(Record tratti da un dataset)
- - - - -
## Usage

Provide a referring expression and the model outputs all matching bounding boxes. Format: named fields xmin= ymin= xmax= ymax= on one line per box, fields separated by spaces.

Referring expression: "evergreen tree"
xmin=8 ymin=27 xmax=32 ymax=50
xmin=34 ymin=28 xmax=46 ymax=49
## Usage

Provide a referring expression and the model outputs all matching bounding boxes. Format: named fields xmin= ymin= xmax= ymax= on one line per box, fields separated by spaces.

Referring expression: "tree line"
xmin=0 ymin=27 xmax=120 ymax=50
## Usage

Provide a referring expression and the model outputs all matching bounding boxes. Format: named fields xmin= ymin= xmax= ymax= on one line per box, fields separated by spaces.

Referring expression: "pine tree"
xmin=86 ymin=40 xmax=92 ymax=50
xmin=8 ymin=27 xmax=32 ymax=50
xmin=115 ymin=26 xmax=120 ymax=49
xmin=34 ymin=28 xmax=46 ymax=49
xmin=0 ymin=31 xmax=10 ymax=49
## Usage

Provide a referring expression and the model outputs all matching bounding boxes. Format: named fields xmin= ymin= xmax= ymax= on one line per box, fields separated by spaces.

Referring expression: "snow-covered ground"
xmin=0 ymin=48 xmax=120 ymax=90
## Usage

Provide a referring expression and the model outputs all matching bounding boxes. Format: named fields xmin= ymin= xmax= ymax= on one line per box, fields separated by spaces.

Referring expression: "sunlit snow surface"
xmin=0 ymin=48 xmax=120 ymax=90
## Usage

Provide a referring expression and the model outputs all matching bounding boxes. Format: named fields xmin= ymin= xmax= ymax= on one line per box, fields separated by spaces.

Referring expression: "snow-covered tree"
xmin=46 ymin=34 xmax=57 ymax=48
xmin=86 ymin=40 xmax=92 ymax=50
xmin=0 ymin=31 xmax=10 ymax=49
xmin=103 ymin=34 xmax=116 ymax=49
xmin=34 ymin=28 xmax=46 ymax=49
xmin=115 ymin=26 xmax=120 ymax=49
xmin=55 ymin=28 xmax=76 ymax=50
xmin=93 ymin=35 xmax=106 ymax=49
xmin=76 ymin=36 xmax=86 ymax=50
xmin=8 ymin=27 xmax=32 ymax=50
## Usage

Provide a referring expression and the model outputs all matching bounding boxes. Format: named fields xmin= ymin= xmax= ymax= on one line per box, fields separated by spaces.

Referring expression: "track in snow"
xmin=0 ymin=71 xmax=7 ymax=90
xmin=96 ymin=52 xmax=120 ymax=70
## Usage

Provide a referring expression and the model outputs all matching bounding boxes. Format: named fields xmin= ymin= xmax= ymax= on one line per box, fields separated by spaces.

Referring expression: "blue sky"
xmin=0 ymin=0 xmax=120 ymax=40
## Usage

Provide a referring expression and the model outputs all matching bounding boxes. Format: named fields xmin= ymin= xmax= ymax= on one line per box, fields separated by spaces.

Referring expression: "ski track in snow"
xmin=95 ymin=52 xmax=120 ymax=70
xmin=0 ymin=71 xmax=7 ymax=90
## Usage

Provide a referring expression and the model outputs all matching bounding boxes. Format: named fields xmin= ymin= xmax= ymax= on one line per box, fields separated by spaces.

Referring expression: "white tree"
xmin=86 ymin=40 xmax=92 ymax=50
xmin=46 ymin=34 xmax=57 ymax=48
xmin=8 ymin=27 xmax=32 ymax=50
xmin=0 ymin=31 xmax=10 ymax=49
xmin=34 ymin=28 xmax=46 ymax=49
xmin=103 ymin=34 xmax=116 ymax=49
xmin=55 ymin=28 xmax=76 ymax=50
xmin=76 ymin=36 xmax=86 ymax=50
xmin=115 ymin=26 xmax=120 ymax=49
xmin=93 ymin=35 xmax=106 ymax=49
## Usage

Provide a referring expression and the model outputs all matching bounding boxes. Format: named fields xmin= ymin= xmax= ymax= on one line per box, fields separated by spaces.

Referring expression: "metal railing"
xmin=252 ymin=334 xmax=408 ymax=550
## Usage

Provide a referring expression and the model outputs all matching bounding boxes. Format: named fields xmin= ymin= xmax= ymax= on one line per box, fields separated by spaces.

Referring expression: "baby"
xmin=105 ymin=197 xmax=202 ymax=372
- - - - -
* **Consegna assegnata**
Riporta sotto forma di elenco numerato tutte le righe dei record, escludendo quelle vuote.

* **Esercizio svolto**
1. ## Usage
2. Provide a referring expression and the model outputs all matching bounding boxes. Format: named fields xmin= ymin= xmax= ymax= on one line per box, fields separated by spaces.
3. Referring expression: "evergreen tree"
4. xmin=8 ymin=27 xmax=32 ymax=50
5. xmin=34 ymin=28 xmax=46 ymax=49
6. ## Usage
7. Provide a referring expression and the model outputs all matching bounding boxes. Format: named fields xmin= ymin= xmax= ymax= on one line per box, fields separated by spaces.
8. Referring expression: "tree line"
9. xmin=0 ymin=27 xmax=120 ymax=50
10. ## Usage
11. Provide a referring expression and the model outputs all matching bounding boxes. Format: named fields xmin= ymin= xmax= ymax= on one line per box, fields separated by spaces.
12. Referring expression: "pine tree"
13. xmin=86 ymin=40 xmax=92 ymax=50
14. xmin=8 ymin=27 xmax=32 ymax=50
15. xmin=115 ymin=26 xmax=120 ymax=49
16. xmin=34 ymin=28 xmax=46 ymax=49
17. xmin=0 ymin=31 xmax=10 ymax=49
18. ## Usage
19. Provide a referring expression and the model outputs all matching bounding boxes. Format: named fields xmin= ymin= xmax= ymax= on one line per box, fields separated by spaces.
20. Referring expression: "snow-covered ground"
21. xmin=0 ymin=48 xmax=120 ymax=90
22. ## Usage
23. Provide a referring expression and the model outputs all matching bounding boxes. Format: named fields xmin= ymin= xmax= ymax= on one line per box, fields separated by spaces.
24. Referring expression: "sunlit snow surface"
25. xmin=0 ymin=48 xmax=120 ymax=90
26. ## Usage
27. Provide a referring expression and the model outputs all matching bounding boxes. Format: named fields xmin= ymin= xmax= ymax= on one line per box, fields separated by spaces.
28. Referring expression: "snow-covered tree"
29. xmin=46 ymin=34 xmax=57 ymax=48
30. xmin=86 ymin=40 xmax=92 ymax=50
31. xmin=0 ymin=31 xmax=10 ymax=49
32. xmin=103 ymin=34 xmax=116 ymax=49
33. xmin=34 ymin=28 xmax=46 ymax=49
34. xmin=115 ymin=26 xmax=120 ymax=49
35. xmin=55 ymin=28 xmax=76 ymax=50
36. xmin=93 ymin=35 xmax=106 ymax=49
37. xmin=76 ymin=36 xmax=86 ymax=50
38. xmin=8 ymin=27 xmax=32 ymax=50
39. ## Usage
40. Provide a referring expression and the model outputs all matching bounding boxes. Format: named fields xmin= ymin= xmax= ymax= on one line per box, fields separated by spaces.
41. Referring expression: "track in snow"
42. xmin=0 ymin=71 xmax=7 ymax=90
43. xmin=96 ymin=52 xmax=120 ymax=70
44. ## Usage
45. Provide a referring expression and the model outputs all matching bounding boxes. Format: named fields xmin= ymin= xmax= ymax= on one line per box, fields separated by spaces.
46. Referring expression: "blue sky"
47. xmin=0 ymin=0 xmax=120 ymax=40
48. ## Usage
49. Provide a referring expression and the model outputs all matching bounding boxes. Format: named fields xmin= ymin= xmax= ymax= on one line per box, fields separated by spaces.
50. Referring expression: "ski track in snow"
51. xmin=95 ymin=52 xmax=120 ymax=70
52. xmin=0 ymin=71 xmax=7 ymax=90
53. ## Usage
54. Provide a referring expression and the model outputs all matching bounding boxes. Format: named fields xmin= ymin= xmax= ymax= on one line per box, fields separated by spaces.
55. Referring expression: "white tree"
56. xmin=86 ymin=40 xmax=92 ymax=50
57. xmin=46 ymin=34 xmax=57 ymax=48
58. xmin=8 ymin=27 xmax=32 ymax=50
59. xmin=0 ymin=31 xmax=10 ymax=49
60. xmin=34 ymin=28 xmax=46 ymax=49
61. xmin=103 ymin=34 xmax=116 ymax=49
62. xmin=55 ymin=28 xmax=76 ymax=50
63. xmin=76 ymin=36 xmax=86 ymax=50
64. xmin=115 ymin=26 xmax=120 ymax=49
65. xmin=93 ymin=35 xmax=106 ymax=49
66. ## Usage
67. Provide a referring expression and the model outputs all matching bounding boxes. Format: named fields xmin= ymin= xmax= ymax= on one line per box, fields separated by spaces.
68. Referring expression: "metal railing"
69. xmin=252 ymin=334 xmax=408 ymax=550
70. ## Usage
71. Provide a referring expression and the model outputs all matching bounding boxes. Format: named fields xmin= ymin= xmax= ymax= on one line per box, fields separated by spaces.
72. Referring expression: "baby"
73. xmin=105 ymin=197 xmax=202 ymax=372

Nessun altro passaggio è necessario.